_Exercise_.
Copy every record exactly.

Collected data
• • • • •
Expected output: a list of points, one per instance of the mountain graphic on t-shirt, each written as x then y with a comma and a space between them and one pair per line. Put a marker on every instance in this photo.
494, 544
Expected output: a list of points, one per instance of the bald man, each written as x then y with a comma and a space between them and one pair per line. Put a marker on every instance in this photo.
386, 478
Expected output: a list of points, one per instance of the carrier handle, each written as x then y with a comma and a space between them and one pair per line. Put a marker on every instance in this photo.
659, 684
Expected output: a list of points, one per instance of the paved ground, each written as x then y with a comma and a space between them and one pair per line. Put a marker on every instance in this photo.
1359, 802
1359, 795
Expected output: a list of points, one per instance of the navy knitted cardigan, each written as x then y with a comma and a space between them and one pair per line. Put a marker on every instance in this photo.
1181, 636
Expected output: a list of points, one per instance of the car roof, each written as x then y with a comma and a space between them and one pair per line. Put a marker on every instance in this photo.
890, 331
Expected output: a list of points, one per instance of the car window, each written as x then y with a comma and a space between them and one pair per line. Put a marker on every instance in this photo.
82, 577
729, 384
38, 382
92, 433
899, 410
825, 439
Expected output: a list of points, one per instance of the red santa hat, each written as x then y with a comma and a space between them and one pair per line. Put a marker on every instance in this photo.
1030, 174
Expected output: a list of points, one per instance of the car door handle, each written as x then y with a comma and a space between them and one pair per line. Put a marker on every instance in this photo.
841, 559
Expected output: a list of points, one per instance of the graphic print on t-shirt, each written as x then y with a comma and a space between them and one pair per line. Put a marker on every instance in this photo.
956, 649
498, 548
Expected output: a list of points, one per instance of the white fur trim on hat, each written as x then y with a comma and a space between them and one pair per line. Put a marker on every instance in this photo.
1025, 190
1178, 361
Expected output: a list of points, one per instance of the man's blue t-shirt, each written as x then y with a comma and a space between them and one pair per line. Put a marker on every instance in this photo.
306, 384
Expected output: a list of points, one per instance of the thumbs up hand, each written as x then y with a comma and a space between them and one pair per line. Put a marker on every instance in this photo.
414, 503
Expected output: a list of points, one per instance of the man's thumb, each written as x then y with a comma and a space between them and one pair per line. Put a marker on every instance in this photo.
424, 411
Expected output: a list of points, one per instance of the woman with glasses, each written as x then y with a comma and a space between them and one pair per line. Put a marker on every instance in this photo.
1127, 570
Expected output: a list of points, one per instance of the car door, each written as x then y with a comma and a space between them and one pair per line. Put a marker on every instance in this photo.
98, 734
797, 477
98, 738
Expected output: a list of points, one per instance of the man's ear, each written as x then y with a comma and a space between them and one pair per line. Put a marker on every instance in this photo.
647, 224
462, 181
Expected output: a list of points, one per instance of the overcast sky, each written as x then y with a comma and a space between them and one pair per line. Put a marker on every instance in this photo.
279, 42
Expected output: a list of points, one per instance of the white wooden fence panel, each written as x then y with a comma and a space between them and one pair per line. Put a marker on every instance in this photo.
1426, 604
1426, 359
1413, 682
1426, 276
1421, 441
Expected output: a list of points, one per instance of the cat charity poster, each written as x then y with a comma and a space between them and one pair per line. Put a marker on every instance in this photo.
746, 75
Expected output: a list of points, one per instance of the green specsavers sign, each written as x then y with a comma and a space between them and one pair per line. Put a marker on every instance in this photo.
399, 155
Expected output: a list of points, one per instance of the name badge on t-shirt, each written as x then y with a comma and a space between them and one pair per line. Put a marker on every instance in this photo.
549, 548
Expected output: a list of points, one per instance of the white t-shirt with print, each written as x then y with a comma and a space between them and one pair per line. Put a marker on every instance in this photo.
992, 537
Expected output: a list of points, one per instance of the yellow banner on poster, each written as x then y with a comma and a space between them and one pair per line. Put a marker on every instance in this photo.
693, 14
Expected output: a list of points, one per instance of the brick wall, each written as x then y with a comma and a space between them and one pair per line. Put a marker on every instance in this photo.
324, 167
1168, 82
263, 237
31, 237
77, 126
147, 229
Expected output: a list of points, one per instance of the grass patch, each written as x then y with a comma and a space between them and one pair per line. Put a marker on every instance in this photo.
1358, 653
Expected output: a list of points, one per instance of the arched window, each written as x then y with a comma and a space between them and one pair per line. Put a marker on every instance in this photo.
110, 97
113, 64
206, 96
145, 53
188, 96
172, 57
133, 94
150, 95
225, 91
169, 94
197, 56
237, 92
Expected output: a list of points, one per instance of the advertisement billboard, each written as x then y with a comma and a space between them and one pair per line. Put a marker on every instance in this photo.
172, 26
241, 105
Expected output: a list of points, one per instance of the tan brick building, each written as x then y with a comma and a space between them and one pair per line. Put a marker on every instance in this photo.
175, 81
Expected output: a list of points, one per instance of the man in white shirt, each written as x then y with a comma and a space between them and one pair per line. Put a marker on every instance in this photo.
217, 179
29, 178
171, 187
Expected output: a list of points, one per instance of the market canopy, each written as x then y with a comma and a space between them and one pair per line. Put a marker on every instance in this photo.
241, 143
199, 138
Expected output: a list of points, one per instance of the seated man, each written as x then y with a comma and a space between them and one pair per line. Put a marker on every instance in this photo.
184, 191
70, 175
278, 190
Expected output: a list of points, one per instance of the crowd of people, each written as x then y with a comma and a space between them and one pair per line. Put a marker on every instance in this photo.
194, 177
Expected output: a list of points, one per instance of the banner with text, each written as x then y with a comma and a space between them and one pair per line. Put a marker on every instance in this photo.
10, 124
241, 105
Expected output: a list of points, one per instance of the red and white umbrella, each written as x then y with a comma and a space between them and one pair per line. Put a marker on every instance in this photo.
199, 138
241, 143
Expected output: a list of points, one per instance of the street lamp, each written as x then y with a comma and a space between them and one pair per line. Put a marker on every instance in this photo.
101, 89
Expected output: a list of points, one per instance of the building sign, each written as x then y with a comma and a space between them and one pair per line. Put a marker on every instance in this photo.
• • • • •
_Written reply_.
Expected output: a list of points, one per instance of the mountain graphic on t-shirt, each written as x then y with a comma and a space between them and one pair per line. Put a marker on every instance in this photo.
494, 544
Expected output: a list of points, one per instance of the bald man, each written as x then y with a comma and a space between them and one pair per line. Put a marker on every instance in this photo.
386, 478
Expected output: a list of points, one per instance of the carrier handle, each written as x then y with a comma and a space between them and one pair per line. Put a marker on every instance in this photo.
659, 684
Expected output: a list of points, one per instance of the paved ground, each written as x then y with a comma and a space between them and one pair per line. Put a marker on every instance in this photo.
1359, 802
1359, 795
Expected output: a list of points, one per instance of the navy knitted cardigan, each written as x then y with a comma and a space between them and one pair per line. Put a marker on every instance in this photo.
1181, 636
Expected output: a list of points, one per instance of the car roof, each written as x then y with a comma and a space between them and one pair per line. Put a marker on every instance in this photo.
890, 331
Expected output: a list of points, one per instance of the car window, each written as x then y with a comma and a space between them and one pair per line. Put a marker on every instance in this photo.
82, 577
729, 384
38, 382
92, 433
899, 410
825, 439
Expected output: a list of points, one per instance of the red santa hat, each written as x then y with a comma and a space between them and one pair per line. Put a marker on every instance in this photo.
1030, 174
Expected output: a list of points, one per instance of the car door handle, each written as x then y with a comma and a space between them and one pair per line. Put a marker on every instance in this photo.
841, 559
Expected output: a list of points, one per instance of the graphic print on t-shirt, each written as x then y with a comma and a space between them and one pair per line. Put a marker on every instance in this photo.
956, 649
498, 548
Expected output: a list of points, one per instance of the white fur trim on hat, each written as x then y with a comma and a space between them and one pair per line. Put a marker on every instance in this photo.
1025, 190
1178, 361
Expected output: a list of points, one per instance of the man's blue t-shirt, each written as x then y with a comma and a space between them and one pair per line. Put a marker on every instance in this photo.
306, 384
Expected output: a list of points, one per instance of the thumbs up hand, each written as x then y with a comma and a space between them and one pair per line. Put a marker on every instance in this photo.
414, 503
Expected output: a list of points, one per instance of the man's thumb, each written as x then y with a comma and a space between them and one pair per line. Put a marker on every instance in this photo.
424, 411
Expected output: a list of points, one per instance of the woman with glasses, each written as x then y with a comma and a space between them and one pair per line. Put a marker on every instance in this photo.
1127, 570
Expected output: a list of points, one per instance of the car door, each written as x then y with a comma and a space between them and one pair per line. Put a marker on every instance in this photo.
98, 734
797, 477
98, 738
Expected output: a list of points, one per instance of the man's ear, each written as x then y with a comma and a space between them and one pair per line. Put a marker on every instance in this photo.
647, 224
462, 181
Expected output: a list of points, one per instance of the overcast sky, each written as x then y with a comma and a space between them and one pair per line. Put a marker on every instance in this photo.
279, 42
Expected output: a list of points, one per instance of the white wooden fence panel, each written as x then y with a comma and a space between them and one pair per line. Put a marker on every instance in this photo.
1426, 604
1426, 359
1413, 682
1426, 276
1421, 441
Expected output: a list of points, one per instance of the cat charity poster, each written as x then y with a comma and a space between them and one pair per line. Put a marker on every instance in this photo.
746, 75
Expected output: a list of points, one per instance of the green specsavers sign, each written as x then y with a comma and a space between them and one pair per line. Put a marker on every instance in this photo.
399, 155
Expected output: a list of points, one per instance of the name badge on t-shirt, each written as x then y with a comma and a space between them and one pair per line. Put a marker on every instance in this photo.
549, 548
Expected output: a list of points, one per instance of the white t-shirt with print, each written as x then y with a comma and a space between them and one pair per line. Put a marker on every instance in this photo.
992, 537
Expected output: a list of points, one per instance of the yellow banner on poster, each written as x then y with a comma and a space between them and one pair per line. Put a marker on every instance in this photo.
693, 14
Expected output: a list of points, one per instance of the brick wall, each written as x then y with a comma and a space between them and one pair per line. Put a marker on every instance in this photo.
324, 167
1168, 82
263, 237
31, 237
77, 126
147, 229
Expected output: a list of points, one per instance of the grass patch, each written as x then y with a comma and a space between them and one pair per line. Put a marker on every instance in this photo.
1358, 653
Expected output: a list of points, one per instance of the arched window, each written as x then y with a comma and a space between them and one pair per line. Put a marker on every instance in this photo.
110, 97
113, 64
206, 96
145, 53
188, 96
172, 57
133, 94
150, 95
225, 91
169, 94
197, 56
237, 92
Expected output: a list of points, one per instance of the advertisement billboard, each written as x then y with a comma and a space between them and one pair per line. Put a marker on every instance in this photo.
172, 26
241, 105
Expected output: a list of points, one per instance of the tan brick building, each written as x then y with a comma and a space between them and one pair per line. Put a marker on every instance in this photo.
175, 81
Expected output: a list of points, one per instance of the man in white shirt, each written as x then y with a comma and a space between them and one pair per line. Put a marker on every instance in this photo.
217, 179
29, 178
171, 187
Expected output: a list of points, one per instance of the market canopy, each written as x then y with a comma and a space between them and one pair per line. Put a marker on every instance in this photo.
241, 143
199, 138
Expected output: a list of points, one per instance of the seated man, each written as x then y with a comma and a space between them and one pair per line. Put a marker on every instance in this photo.
184, 191
70, 175
278, 190
Expected output: a list of points, one per instance of the crowd of people, each written as x then y with a comma and a space between them and one pair per line. Put a marker on every instance in this photo.
194, 177
Expected output: a list of points, one per instance of the banner with text, each written as x then y with a comma and a space between them and one pair per line. Put a marker on every instance in this photo.
10, 124
241, 105
Expected output: a list of points, one per instance of the red and white umbrella, each written as x then y with a comma and a space between them and one pair per line. Put a marker on every instance in this photo.
199, 138
241, 143
Expected output: a list of points, one per instance of the street lamp, each written as x then y with a comma and a space between them and one pair per line. Put a marker on every instance in this photo.
101, 89
Expected output: a list of points, one per instance of the building sign, each written as x then y with a comma and a space between them and one pair per line. Put a marker on every instance in this photo.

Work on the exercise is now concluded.